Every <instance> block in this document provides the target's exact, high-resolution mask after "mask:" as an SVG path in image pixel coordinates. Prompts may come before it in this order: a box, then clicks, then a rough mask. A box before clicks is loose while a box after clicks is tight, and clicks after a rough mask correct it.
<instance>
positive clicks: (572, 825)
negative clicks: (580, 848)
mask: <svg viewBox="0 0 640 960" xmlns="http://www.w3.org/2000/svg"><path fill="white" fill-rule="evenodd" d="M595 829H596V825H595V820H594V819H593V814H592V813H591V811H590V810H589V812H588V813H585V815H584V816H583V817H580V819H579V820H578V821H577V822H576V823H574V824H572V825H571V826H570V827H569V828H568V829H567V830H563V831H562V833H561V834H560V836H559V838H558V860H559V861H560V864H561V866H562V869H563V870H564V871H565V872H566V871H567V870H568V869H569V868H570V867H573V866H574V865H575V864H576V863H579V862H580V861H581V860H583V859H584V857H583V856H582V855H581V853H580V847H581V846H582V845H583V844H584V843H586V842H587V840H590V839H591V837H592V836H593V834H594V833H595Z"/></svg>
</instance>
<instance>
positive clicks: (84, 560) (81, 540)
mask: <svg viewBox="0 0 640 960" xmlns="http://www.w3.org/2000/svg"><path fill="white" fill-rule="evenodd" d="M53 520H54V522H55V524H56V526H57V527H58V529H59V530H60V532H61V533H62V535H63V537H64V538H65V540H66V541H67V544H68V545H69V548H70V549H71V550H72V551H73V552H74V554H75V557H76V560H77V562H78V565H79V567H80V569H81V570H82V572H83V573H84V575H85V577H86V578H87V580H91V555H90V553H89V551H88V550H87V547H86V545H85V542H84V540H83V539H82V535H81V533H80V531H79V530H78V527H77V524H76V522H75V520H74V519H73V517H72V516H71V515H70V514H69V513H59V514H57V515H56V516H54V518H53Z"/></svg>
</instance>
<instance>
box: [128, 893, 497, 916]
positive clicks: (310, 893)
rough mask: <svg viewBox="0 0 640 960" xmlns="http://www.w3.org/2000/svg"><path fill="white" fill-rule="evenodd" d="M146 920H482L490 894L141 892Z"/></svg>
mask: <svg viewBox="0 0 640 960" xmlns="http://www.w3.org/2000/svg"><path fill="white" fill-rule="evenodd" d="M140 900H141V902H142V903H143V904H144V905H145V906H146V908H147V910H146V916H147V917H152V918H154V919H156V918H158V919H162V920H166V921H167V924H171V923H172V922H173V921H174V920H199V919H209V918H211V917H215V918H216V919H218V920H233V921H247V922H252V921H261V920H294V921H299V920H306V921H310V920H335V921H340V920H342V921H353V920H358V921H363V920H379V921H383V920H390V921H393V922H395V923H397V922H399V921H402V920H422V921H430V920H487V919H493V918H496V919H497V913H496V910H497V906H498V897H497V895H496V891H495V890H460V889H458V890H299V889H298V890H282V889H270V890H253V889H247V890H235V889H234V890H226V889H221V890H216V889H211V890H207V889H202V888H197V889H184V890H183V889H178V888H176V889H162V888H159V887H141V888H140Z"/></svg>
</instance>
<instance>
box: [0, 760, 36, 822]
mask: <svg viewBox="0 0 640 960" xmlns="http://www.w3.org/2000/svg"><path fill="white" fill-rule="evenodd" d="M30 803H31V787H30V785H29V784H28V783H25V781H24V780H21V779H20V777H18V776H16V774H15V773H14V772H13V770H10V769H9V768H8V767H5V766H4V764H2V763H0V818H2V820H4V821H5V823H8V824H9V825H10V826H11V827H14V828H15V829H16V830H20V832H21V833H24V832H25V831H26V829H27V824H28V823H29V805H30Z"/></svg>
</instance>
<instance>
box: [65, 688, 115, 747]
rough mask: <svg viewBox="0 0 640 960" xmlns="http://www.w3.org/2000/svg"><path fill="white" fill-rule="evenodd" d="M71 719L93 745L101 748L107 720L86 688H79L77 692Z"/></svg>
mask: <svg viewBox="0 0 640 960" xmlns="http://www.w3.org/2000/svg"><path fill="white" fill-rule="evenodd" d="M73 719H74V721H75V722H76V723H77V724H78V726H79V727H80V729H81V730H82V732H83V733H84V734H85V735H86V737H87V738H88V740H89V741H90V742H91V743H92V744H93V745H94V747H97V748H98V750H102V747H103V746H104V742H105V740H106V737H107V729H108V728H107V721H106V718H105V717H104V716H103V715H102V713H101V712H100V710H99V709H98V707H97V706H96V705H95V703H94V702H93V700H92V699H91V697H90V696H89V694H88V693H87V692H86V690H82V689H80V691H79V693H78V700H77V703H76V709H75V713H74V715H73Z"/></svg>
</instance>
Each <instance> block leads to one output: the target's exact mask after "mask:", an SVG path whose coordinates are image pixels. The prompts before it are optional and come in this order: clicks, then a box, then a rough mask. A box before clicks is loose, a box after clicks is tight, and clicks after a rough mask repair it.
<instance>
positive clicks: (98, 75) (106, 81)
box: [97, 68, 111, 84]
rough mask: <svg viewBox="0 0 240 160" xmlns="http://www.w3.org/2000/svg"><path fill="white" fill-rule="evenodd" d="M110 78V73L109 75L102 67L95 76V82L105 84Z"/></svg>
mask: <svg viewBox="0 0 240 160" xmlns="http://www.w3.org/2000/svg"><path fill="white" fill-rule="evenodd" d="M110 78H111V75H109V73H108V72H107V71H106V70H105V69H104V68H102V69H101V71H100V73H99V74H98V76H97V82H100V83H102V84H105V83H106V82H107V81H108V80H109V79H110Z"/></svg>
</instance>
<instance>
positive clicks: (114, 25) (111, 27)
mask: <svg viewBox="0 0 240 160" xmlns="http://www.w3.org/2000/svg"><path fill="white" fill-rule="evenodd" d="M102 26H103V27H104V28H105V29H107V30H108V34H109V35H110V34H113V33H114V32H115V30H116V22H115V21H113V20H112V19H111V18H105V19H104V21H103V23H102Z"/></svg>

- _Your objective_
Check each line of the entries, and copy the ones that contain "tight".

- _Solved exercise_
Every <instance> block in this document provides the target's exact, high-resolution mask after "mask:" as an SVG path in image pixel coordinates. Prompts may come before it in this order: a box, then clicks, then a rough mask. A box before clicks is loose while a box after clicks is tight, and clicks after a rough mask correct it.
Each <instance> block leads to one output: the target's exact mask after "mask:", an SVG path whose coordinates are image pixels. The prompts before it are optional and come in this order: clicks, then a box, then a rough mask. A box before clicks is loose, a box after clicks is tight, and clicks after a rough mask repair it.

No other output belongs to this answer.